**Set exercise 1:**
Answer these from the Fresno history text, one per line:
(a) In what year was Fresno founded, and by which company?
(b) In what year did Fresno become the seat of Fresno County?
(c) From which part of Europe did most of the skilled farming families come?
**Set exercise 2:** Please translate this sentence from the Fresno history text into Spanish: "The City of Fresno became the seat of Fresno County in 1874 and the city was incorporated in 1885."
**Set exercise 3:** From the Fresno history text, return the passage that begins at the words "The City of Fresno became" and stops after "across the US.", copied without changes.

**Document segment:**
==========
City of Fresno – Rich in History

The City of Fresno (the “Raisin Capital”) was founded in 1872 by the Central Pacific Railroad Company after a Director for the company found a lush and green wheat field in the middle of barren, dry, and uninviting sand plains on a scouting trip in 1871. He considered this to be the perfect place to build a railway station and a new town.

The Central California Colony was eventually set up in 1875 at a location slightly south of what we now know as Fresno.  This model settlement led to a range of developments all across the San Joaquin Valley. The land in the valley was divided into parcels of 20 to 40 acres and a system of irrigation canals was installed which resulted in great boulevards of eucalyptus, palms. or some other drought-resistant vegetation and trees.

The City of Fresno became the seat of Fresno County in 1874 and the city was incorporated in 1885. In 1890, the number of residents was already exceeding 10,000 population and in 1892, the first streetcars could be seen which made the development of the suburbs followed possible and soon enough, the area’s population grew considerably.

In 1903, all across Fresno County, there were almost 50 separate settlements that attracted skilled farming families from Europe (mostly from Scandinavia) and from all across the US.
==========
**Supplied material:**
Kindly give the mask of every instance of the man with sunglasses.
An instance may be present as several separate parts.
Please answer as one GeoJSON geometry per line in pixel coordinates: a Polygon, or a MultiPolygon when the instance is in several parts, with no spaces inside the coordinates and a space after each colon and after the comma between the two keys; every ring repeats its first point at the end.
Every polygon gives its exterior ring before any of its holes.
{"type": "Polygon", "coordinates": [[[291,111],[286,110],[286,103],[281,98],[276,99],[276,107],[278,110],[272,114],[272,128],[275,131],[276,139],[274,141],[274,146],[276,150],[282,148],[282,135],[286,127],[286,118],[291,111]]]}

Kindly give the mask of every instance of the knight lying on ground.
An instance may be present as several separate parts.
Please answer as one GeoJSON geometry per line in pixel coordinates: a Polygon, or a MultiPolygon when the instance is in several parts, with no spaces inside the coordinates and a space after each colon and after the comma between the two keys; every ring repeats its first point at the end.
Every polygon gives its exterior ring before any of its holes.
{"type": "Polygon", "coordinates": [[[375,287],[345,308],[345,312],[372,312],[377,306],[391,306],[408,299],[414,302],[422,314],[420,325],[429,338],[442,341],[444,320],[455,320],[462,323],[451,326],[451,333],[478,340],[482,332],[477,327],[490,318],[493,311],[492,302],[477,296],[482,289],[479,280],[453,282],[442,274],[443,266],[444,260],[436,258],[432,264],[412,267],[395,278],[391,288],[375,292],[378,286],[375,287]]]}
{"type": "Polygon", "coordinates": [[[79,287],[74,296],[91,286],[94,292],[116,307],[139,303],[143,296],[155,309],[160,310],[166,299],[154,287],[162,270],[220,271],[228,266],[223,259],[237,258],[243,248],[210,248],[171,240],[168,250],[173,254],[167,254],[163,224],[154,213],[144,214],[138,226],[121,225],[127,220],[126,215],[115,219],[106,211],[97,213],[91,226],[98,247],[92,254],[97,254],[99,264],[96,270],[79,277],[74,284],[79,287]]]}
==========
**Solution 1:**
(a) 1872, by the Central Pacific Railroad Company
(b) 1874
(c) Scandinavia

**Solution 2:** La ciudad de Fresno se convirtió en la sede del condado de Fresno en 1874 y la ciudad se constituyó como municipio en 1885.

**Solution 3:**
The City of Fresno became the seat of Fresno County in 1874 and the city was incorporated in 1885. In 1890, the number of residents was already exceeding 10,000 population and in 1892, the first streetcars could be seen which made the development of the suburbs followed possible and soon enough, the area’s population grew considerably.

In 1903, all across Fresno County, there were almost 50 separate settlements that attracted skilled farming families from Europe (mostly from Scandinavia) and from all across the US.